### [What you need to do]
Which lines in the records contain the word "wall" with the same capitalization? Report each of those lines in full.

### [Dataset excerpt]
☆ ☆ ☆ ☆ ☆

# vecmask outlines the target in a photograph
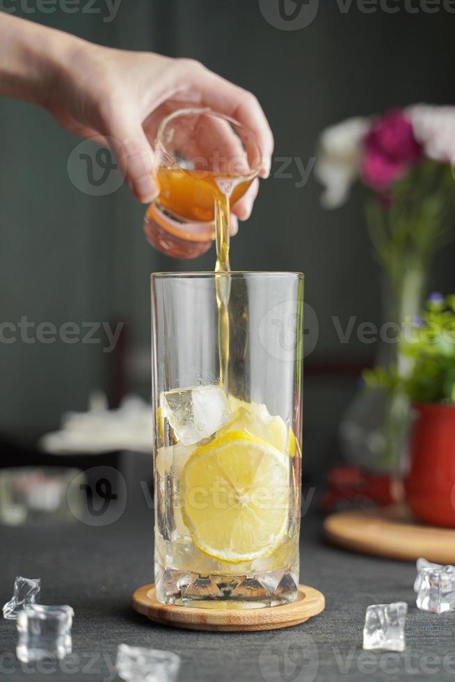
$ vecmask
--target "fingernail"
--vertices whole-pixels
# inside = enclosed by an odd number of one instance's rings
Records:
[[[241,214],[239,216],[241,220],[248,220],[253,211],[253,201],[249,199],[244,199],[244,207]]]
[[[271,166],[271,162],[270,159],[264,159],[262,161],[262,168],[259,172],[261,177],[269,177],[270,175],[270,168]]]
[[[134,193],[142,203],[149,203],[157,198],[159,191],[151,177],[144,175],[134,182]]]

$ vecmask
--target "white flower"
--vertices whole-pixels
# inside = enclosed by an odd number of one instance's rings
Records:
[[[325,208],[336,208],[347,199],[351,186],[358,175],[362,142],[369,127],[367,118],[348,118],[330,126],[319,138],[314,168],[325,185],[321,202]]]
[[[424,155],[455,166],[455,106],[413,104],[405,113]]]

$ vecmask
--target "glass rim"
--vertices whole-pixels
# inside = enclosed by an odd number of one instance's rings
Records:
[[[292,277],[300,279],[305,278],[305,274],[298,271],[273,271],[273,270],[230,270],[228,272],[216,272],[214,270],[201,270],[198,271],[191,271],[188,272],[152,272],[150,273],[150,279],[210,279],[220,276],[243,276],[250,277]]]
[[[164,156],[167,159],[169,159],[169,161],[171,162],[173,166],[177,166],[177,167],[179,167],[179,164],[176,162],[175,159],[168,152],[167,149],[166,148],[166,145],[163,142],[162,137],[163,137],[163,133],[164,132],[164,129],[166,128],[168,123],[170,123],[170,121],[173,120],[175,118],[178,118],[179,116],[190,116],[191,114],[196,114],[196,113],[205,113],[207,114],[208,116],[217,116],[218,118],[223,118],[224,119],[224,120],[228,121],[232,125],[235,125],[239,128],[244,129],[244,130],[246,131],[248,134],[250,135],[250,137],[254,139],[251,131],[248,128],[247,128],[246,125],[244,125],[243,123],[241,123],[240,121],[236,120],[235,118],[232,118],[232,116],[228,116],[225,113],[221,113],[220,111],[215,111],[213,109],[211,109],[209,106],[188,106],[188,107],[184,107],[183,109],[176,109],[175,111],[172,111],[170,113],[168,113],[168,116],[163,119],[163,120],[158,126],[158,130],[157,132],[157,140],[156,140],[156,143],[159,146],[161,152],[164,154]],[[253,176],[254,177],[255,175],[257,175],[259,173],[260,170],[262,168],[262,151],[260,148],[259,145],[255,141],[255,145],[256,145],[256,148],[259,152],[258,161],[255,168],[251,168],[251,172],[248,174],[248,177],[250,177],[250,176]]]

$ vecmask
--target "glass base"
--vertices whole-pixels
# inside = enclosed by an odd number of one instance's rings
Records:
[[[291,571],[223,576],[159,567],[155,576],[159,601],[197,608],[280,606],[295,601],[298,587],[298,576]]]

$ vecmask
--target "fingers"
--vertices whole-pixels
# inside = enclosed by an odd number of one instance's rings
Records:
[[[240,220],[248,220],[251,215],[253,205],[255,203],[255,199],[257,196],[258,191],[259,180],[257,177],[255,177],[250,186],[248,187],[248,191],[232,207],[232,212],[234,213],[236,216],[240,219]]]
[[[153,179],[153,151],[141,122],[119,111],[107,123],[113,151],[128,187],[139,201],[150,203],[159,190]]]
[[[251,93],[202,67],[193,65],[193,87],[200,91],[201,104],[242,123],[253,134],[262,156],[262,177],[271,166],[273,136],[259,102]]]

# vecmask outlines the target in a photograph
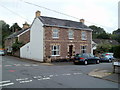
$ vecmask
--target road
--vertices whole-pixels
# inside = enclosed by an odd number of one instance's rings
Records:
[[[60,63],[60,62],[58,62]],[[91,65],[45,64],[11,56],[2,57],[3,88],[118,88],[115,82],[94,78],[94,69],[112,68],[111,63]]]

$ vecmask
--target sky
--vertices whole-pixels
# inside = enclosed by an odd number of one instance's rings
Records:
[[[25,3],[33,3],[70,16]],[[0,20],[10,26],[15,22],[19,26],[25,22],[31,24],[35,12],[41,11],[42,16],[78,21],[85,20],[87,26],[96,25],[108,33],[118,29],[119,0],[0,0]]]

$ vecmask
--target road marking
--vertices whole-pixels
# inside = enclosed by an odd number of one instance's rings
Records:
[[[10,80],[1,81],[1,82],[0,82],[0,87],[12,85],[12,84],[14,84],[14,83],[10,82]]]
[[[32,66],[39,66],[39,65],[33,64]]]
[[[73,73],[74,75],[82,74],[82,73]]]
[[[33,78],[41,78],[42,76],[34,76]]]
[[[14,83],[7,83],[7,84],[2,84],[0,85],[0,87],[3,87],[3,86],[8,86],[8,85],[13,85]]]
[[[1,81],[0,84],[1,84],[1,83],[7,83],[7,82],[10,82],[10,80],[8,80],[8,81]]]
[[[49,75],[49,77],[53,77],[54,75]]]
[[[65,76],[67,76],[67,75],[71,75],[70,73],[67,73],[67,74],[62,74],[62,75],[65,75]]]
[[[14,64],[14,66],[21,66],[21,64]]]
[[[5,65],[5,67],[12,66],[12,65]]]
[[[15,72],[15,70],[9,70],[9,72]]]
[[[32,80],[20,81],[20,83],[28,83],[28,82],[32,82]]]
[[[45,78],[41,78],[41,79],[38,79],[38,80],[49,80],[51,79],[50,77],[45,77]]]
[[[24,66],[31,66],[31,65],[29,65],[29,64],[24,64]]]
[[[20,78],[20,79],[16,79],[16,81],[22,81],[22,80],[28,80],[28,78]]]

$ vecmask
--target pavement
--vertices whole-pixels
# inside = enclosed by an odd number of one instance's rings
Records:
[[[38,65],[45,65],[45,66],[64,66],[64,65],[73,65],[73,62],[52,62],[52,63],[40,63],[34,60],[29,60],[29,59],[21,59],[18,57],[13,57],[17,59],[18,61],[21,60],[23,62],[31,62],[33,64],[38,64]],[[103,79],[103,80],[108,80],[116,83],[120,83],[119,75],[120,75],[120,69],[117,68],[116,72],[113,73],[113,67],[111,68],[97,68],[93,69],[90,71],[87,75]]]
[[[116,69],[116,72],[113,73],[113,68],[105,68],[105,69],[94,69],[88,75],[93,76],[95,78],[104,79],[116,83],[120,83],[120,69]]]

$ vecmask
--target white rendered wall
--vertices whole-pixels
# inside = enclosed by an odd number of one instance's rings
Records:
[[[30,31],[31,59],[43,61],[43,24],[36,18]]]
[[[20,48],[20,57],[31,59],[30,58],[30,43],[27,43],[26,45]]]

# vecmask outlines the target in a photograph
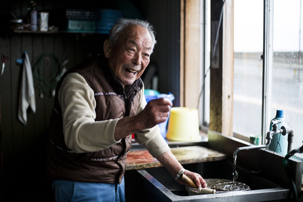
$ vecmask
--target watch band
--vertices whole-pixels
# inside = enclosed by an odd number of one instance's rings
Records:
[[[184,169],[184,168],[183,168],[179,171],[178,174],[177,174],[176,177],[175,178],[175,180],[176,180],[176,182],[178,181],[178,180],[180,178],[180,175],[181,175],[181,174],[184,173],[185,171],[185,169]]]

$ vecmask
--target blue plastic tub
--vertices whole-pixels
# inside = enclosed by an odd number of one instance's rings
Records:
[[[160,94],[154,95],[146,95],[145,93],[144,96],[145,97],[145,99],[146,100],[146,102],[147,103],[148,103],[152,99],[163,97],[168,99],[172,102],[173,100],[175,99],[175,96],[174,96],[174,95],[170,93],[168,94]],[[161,133],[161,134],[162,135],[162,136],[164,138],[166,137],[166,133],[167,132],[167,123],[169,118],[169,116],[165,121],[163,123],[159,123],[158,124],[159,126],[160,127],[160,132]]]

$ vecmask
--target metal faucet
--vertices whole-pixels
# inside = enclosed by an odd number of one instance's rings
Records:
[[[283,135],[285,135],[288,133],[293,133],[293,130],[291,128],[286,128],[284,126],[281,127],[280,129],[278,129],[278,126],[277,124],[281,123],[281,121],[280,120],[273,120],[271,121],[271,123],[272,124],[272,130],[268,132],[266,134],[266,139],[267,140],[267,142],[265,144],[261,145],[255,145],[254,146],[248,146],[239,147],[236,149],[234,152],[233,157],[234,159],[237,157],[237,154],[240,151],[244,150],[249,150],[254,149],[261,149],[267,147],[270,144],[271,142],[272,139],[272,136],[274,135],[277,135],[281,133]]]
[[[254,146],[243,146],[241,147],[239,147],[236,149],[234,151],[233,155],[234,163],[233,164],[233,169],[234,172],[233,173],[233,175],[234,181],[235,181],[235,179],[238,178],[238,175],[236,172],[236,163],[237,160],[237,154],[240,151],[243,151],[244,150],[250,150],[255,149],[261,149],[265,148],[268,146],[270,144],[271,142],[272,139],[272,136],[281,133],[283,135],[285,135],[287,133],[290,133],[293,135],[293,130],[292,129],[287,127],[286,128],[284,126],[282,126],[280,129],[278,129],[279,126],[278,123],[281,123],[282,122],[280,120],[274,120],[271,121],[271,123],[272,124],[272,129],[271,130],[268,132],[266,134],[266,139],[267,140],[267,142],[265,144],[261,145],[255,145]],[[289,147],[289,146],[288,147]],[[289,148],[288,150],[290,149]]]

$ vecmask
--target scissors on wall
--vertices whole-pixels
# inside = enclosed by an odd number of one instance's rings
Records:
[[[4,71],[4,67],[5,67],[5,63],[8,60],[9,58],[7,56],[2,55],[1,57],[1,59],[2,60],[2,69],[1,70],[1,76],[3,74],[3,72]]]

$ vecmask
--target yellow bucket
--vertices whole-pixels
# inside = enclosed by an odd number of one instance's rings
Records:
[[[172,107],[166,137],[174,141],[201,140],[198,110],[188,107]]]

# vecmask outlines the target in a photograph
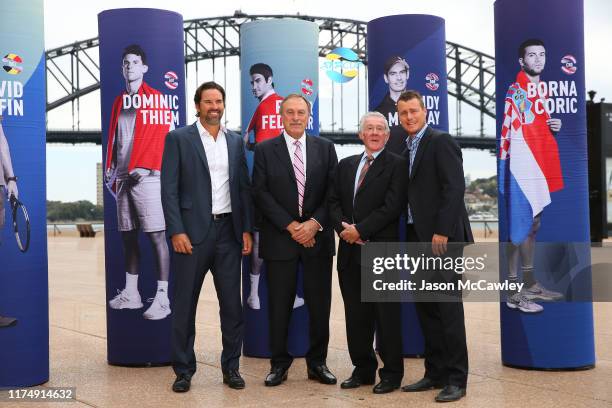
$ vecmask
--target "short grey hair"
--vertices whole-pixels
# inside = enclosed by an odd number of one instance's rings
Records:
[[[359,133],[363,132],[363,125],[365,124],[366,119],[368,118],[379,118],[385,122],[385,133],[391,133],[391,129],[389,129],[389,123],[387,122],[387,118],[380,112],[366,112],[363,114],[361,119],[359,119]]]

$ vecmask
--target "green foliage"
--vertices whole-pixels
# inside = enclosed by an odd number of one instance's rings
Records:
[[[104,219],[102,206],[93,205],[87,200],[63,203],[47,201],[48,222],[100,221]]]
[[[497,198],[497,176],[485,179],[476,179],[467,188],[470,192],[481,192],[489,197]]]

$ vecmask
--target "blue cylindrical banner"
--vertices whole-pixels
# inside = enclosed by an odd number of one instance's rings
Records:
[[[500,271],[524,284],[501,304],[502,361],[589,367],[582,0],[496,1],[495,56]]]
[[[368,23],[369,110],[389,122],[387,149],[400,154],[408,136],[397,116],[397,98],[406,89],[419,91],[427,124],[448,131],[446,37],[444,19],[405,14]]]
[[[186,120],[183,18],[118,9],[98,25],[108,361],[164,364],[172,289],[160,170],[166,134]]]
[[[43,16],[0,4],[0,388],[49,379]]]
[[[311,103],[306,132],[319,135],[318,43],[318,26],[303,20],[254,21],[240,28],[242,134],[248,150],[281,134],[280,103],[292,93]],[[252,168],[252,151],[247,160]],[[258,254],[258,235],[254,233],[253,255],[245,259],[243,267],[244,354],[269,357],[268,288],[265,265]],[[309,343],[301,281],[300,272],[288,338],[289,352],[294,356],[305,355]]]
[[[377,18],[368,23],[367,45],[369,107],[382,113],[391,128],[385,148],[397,154],[406,148],[408,134],[396,106],[406,89],[423,96],[427,124],[448,131],[444,19],[419,14]],[[402,321],[404,354],[422,355],[425,344],[412,303],[402,304]]]

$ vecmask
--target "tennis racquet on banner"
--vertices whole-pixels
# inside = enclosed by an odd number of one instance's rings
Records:
[[[30,247],[30,217],[28,210],[21,201],[11,194],[9,198],[13,210],[13,231],[15,240],[21,252],[26,252]]]

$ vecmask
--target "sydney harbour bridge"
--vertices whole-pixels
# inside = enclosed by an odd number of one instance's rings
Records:
[[[321,136],[335,143],[356,143],[357,121],[367,111],[368,105],[367,22],[299,14],[247,15],[239,11],[233,16],[186,20],[183,30],[187,82],[197,84],[210,79],[220,82],[228,90],[228,106],[239,109],[240,85],[235,79],[239,77],[240,26],[249,21],[271,18],[297,18],[318,24],[320,58],[338,47],[350,48],[359,55],[363,68],[353,81],[356,83],[352,85],[351,97],[345,97],[349,90],[343,87],[347,84],[330,81],[323,85],[323,81],[319,81]],[[100,130],[91,129],[95,126],[83,126],[81,120],[84,112],[91,110],[91,101],[96,100],[93,93],[100,88],[98,45],[98,38],[90,38],[46,51],[48,116],[61,111],[71,121],[59,129],[54,120],[48,119],[47,143],[101,143]],[[463,148],[493,151],[495,59],[447,41],[446,66],[451,97],[449,117],[454,117],[454,121],[449,123],[451,133],[456,135]],[[231,92],[232,86],[234,92]],[[189,89],[187,95],[190,95]],[[96,101],[99,101],[99,95]],[[473,122],[469,131],[464,130],[465,117]],[[229,123],[228,127],[236,129],[239,123]]]

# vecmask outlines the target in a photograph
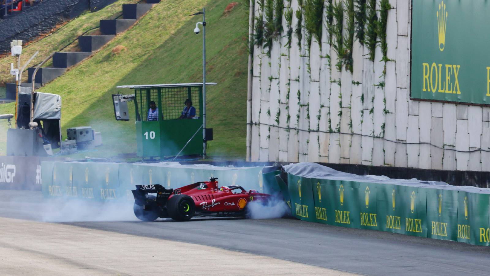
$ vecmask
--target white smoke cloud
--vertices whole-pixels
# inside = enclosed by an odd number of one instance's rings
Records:
[[[80,200],[47,200],[38,210],[47,222],[137,221],[132,202],[95,202]]]
[[[267,203],[252,201],[247,204],[251,219],[261,220],[282,218],[291,213],[291,209],[282,199],[272,197]]]

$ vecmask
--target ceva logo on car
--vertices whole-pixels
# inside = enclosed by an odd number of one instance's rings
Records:
[[[0,166],[0,183],[13,183],[15,171],[15,165],[1,163]]]

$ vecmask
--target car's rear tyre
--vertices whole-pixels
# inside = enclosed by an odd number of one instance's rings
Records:
[[[175,195],[167,203],[169,215],[175,221],[188,221],[194,216],[194,200],[187,195]]]
[[[149,196],[148,199],[154,199],[154,196]],[[144,210],[143,206],[140,206],[136,202],[133,205],[133,211],[134,211],[134,215],[140,220],[144,222],[152,222],[160,217],[160,209],[157,206],[154,201],[152,201],[152,204],[147,206],[149,209]]]

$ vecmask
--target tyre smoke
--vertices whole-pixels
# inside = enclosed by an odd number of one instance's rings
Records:
[[[247,204],[250,218],[254,220],[276,219],[291,214],[291,209],[282,198],[273,196],[267,203],[252,201]]]

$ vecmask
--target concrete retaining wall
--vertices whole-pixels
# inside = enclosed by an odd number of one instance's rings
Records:
[[[304,27],[300,48],[294,33],[291,49],[285,33],[274,40],[270,57],[253,47],[247,160],[488,170],[490,152],[480,150],[490,147],[490,108],[410,100],[411,7],[390,2],[384,75],[380,48],[373,62],[357,40],[353,72],[337,69],[324,11],[321,50],[314,37],[307,50]]]

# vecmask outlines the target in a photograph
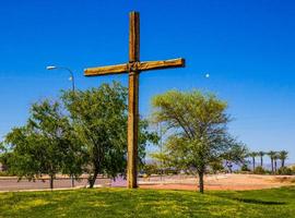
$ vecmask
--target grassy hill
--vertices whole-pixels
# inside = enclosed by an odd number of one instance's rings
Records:
[[[94,189],[0,194],[0,217],[295,217],[295,186],[208,192]]]

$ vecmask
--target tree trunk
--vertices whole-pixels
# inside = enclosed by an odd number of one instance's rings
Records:
[[[199,191],[201,194],[204,193],[204,173],[199,172]]]
[[[54,175],[50,174],[50,189],[54,190]]]
[[[98,171],[95,170],[93,177],[91,177],[91,178],[88,179],[88,182],[90,182],[90,189],[92,189],[92,187],[94,186],[95,181],[96,181],[96,178],[97,178],[97,174],[98,174]]]

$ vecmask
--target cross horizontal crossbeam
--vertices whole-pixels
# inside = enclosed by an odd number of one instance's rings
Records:
[[[88,68],[85,69],[85,76],[98,76],[98,75],[110,75],[110,74],[120,74],[128,73],[130,70],[133,71],[149,71],[149,70],[158,70],[158,69],[169,69],[176,66],[185,66],[185,59],[170,59],[165,61],[143,61],[143,62],[133,62],[125,63],[117,65],[107,65],[98,68]]]

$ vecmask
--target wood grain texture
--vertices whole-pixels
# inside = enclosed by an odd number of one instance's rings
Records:
[[[182,68],[185,59],[140,62],[140,16],[129,13],[129,62],[125,64],[90,68],[85,76],[99,76],[129,73],[128,95],[128,160],[127,187],[138,187],[138,137],[139,137],[139,75],[141,71]]]
[[[139,71],[158,70],[158,69],[169,69],[169,68],[184,68],[185,59],[170,59],[165,61],[146,61],[139,62]]]
[[[129,62],[140,59],[140,16],[139,12],[129,13]]]
[[[140,19],[138,12],[129,14],[129,96],[128,96],[128,160],[127,186],[138,187],[138,137],[139,137],[139,72]]]
[[[88,68],[84,70],[85,76],[109,75],[127,73],[128,64],[107,65],[98,68]]]

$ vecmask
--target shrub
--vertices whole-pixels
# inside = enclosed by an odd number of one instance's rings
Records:
[[[255,174],[266,174],[266,170],[261,166],[258,166],[257,168],[255,168],[253,173]]]
[[[292,169],[287,167],[281,167],[278,170],[278,174],[292,174]]]

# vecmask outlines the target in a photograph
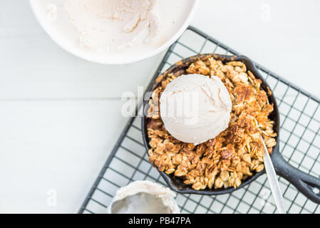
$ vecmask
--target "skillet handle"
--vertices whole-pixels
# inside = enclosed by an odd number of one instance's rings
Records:
[[[308,199],[320,204],[320,179],[294,167],[279,152],[272,155],[272,162],[279,176],[294,185]]]

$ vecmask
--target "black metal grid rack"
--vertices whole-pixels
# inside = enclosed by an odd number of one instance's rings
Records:
[[[193,27],[171,46],[155,76],[182,58],[200,53],[239,53]],[[320,100],[256,64],[275,95],[280,112],[280,152],[293,166],[320,177]],[[131,118],[103,166],[79,213],[105,213],[115,191],[132,181],[149,180],[165,185],[148,161],[143,146],[140,117]],[[289,213],[320,213],[282,177],[280,187]],[[276,213],[277,208],[262,175],[232,194],[217,196],[177,194],[182,213]]]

☆ ☆ ☆ ☆ ☆

### [Task response]
--target white rendered wall
--target scissors on wall
--target concrete retaining wall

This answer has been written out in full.